START DATA UNDER STUDY

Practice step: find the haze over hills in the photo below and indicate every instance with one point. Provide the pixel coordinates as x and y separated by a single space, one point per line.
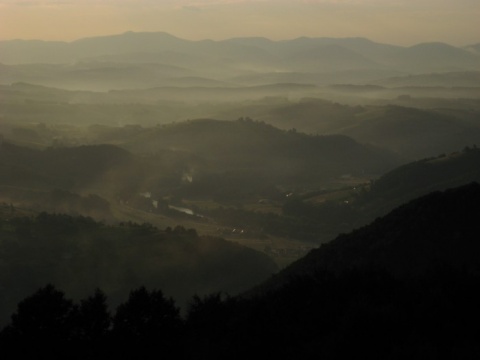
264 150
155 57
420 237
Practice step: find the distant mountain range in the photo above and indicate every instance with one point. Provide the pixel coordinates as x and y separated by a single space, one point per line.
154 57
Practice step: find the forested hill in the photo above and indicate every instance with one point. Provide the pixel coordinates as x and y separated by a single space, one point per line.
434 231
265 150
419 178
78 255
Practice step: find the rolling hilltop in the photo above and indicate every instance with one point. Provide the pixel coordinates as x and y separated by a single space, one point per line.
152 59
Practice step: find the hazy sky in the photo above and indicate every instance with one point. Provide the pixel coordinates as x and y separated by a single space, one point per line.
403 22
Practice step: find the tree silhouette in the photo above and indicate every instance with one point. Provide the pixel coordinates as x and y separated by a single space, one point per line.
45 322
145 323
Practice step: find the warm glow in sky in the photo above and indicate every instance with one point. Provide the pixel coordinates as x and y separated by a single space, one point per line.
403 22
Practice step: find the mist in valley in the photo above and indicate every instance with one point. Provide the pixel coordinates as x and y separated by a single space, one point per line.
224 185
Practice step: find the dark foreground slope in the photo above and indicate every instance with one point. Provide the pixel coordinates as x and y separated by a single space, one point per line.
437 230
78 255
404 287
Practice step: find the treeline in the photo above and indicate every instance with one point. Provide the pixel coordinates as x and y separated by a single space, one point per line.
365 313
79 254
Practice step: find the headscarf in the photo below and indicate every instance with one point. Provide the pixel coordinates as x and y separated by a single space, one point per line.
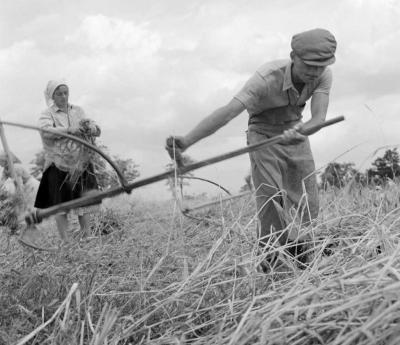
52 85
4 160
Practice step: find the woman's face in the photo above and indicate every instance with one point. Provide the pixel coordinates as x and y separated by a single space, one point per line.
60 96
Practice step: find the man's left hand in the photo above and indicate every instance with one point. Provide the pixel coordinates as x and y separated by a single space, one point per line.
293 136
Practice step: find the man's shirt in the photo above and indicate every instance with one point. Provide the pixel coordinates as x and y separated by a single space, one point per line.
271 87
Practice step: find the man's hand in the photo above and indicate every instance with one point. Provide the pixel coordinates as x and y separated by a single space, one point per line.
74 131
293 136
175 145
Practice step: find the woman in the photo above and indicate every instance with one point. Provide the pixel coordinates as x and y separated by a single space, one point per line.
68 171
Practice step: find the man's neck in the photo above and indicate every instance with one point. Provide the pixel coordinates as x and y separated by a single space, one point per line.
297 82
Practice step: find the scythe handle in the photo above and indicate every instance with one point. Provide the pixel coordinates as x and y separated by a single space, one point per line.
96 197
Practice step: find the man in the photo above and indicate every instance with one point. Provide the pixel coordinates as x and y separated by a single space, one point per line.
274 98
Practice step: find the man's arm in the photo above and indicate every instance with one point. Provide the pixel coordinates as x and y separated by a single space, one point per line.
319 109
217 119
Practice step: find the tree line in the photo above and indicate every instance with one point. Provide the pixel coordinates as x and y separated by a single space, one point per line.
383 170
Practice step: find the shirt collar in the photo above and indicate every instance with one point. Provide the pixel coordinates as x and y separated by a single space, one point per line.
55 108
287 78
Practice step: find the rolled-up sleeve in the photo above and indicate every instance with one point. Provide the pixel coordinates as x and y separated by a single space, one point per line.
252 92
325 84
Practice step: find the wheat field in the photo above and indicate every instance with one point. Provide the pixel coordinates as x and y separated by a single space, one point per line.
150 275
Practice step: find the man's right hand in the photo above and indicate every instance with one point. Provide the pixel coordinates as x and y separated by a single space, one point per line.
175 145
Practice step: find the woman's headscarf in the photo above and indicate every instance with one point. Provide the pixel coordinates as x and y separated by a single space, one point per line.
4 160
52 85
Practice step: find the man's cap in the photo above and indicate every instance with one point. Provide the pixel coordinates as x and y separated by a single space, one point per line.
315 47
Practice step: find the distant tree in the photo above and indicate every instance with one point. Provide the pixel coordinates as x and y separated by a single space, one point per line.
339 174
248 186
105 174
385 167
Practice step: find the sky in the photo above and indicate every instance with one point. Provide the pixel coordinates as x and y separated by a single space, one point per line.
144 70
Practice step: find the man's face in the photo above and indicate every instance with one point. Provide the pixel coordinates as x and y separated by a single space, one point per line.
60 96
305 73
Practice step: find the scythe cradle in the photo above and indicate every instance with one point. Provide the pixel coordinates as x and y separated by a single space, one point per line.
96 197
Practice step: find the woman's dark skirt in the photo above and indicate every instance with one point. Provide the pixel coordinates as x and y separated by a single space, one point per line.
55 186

END DATA UNDER STUDY

Copy exactly the lines running from the one that holds "Practice step: find the woman's dark" to the last line of the listing above. Include both of those lines.

Practice step: find the woman's dark skirt in the photo above and indicate every instance with one point. Provide the pixel coordinates as x and y separated by a single space, one point per line.
55 186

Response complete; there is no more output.